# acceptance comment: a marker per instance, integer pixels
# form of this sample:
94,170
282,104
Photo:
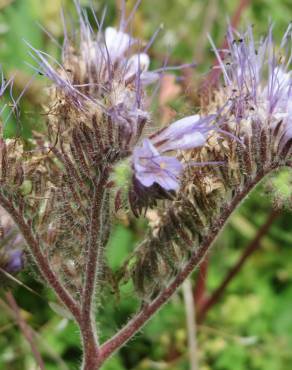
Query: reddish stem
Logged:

# # # #

- **Written exercise**
Pull out each line above that contains the word "instance", and copy those lines unchanged.

- **Result of the exercise**
# acceptance comment: a marker per instance, integer pixels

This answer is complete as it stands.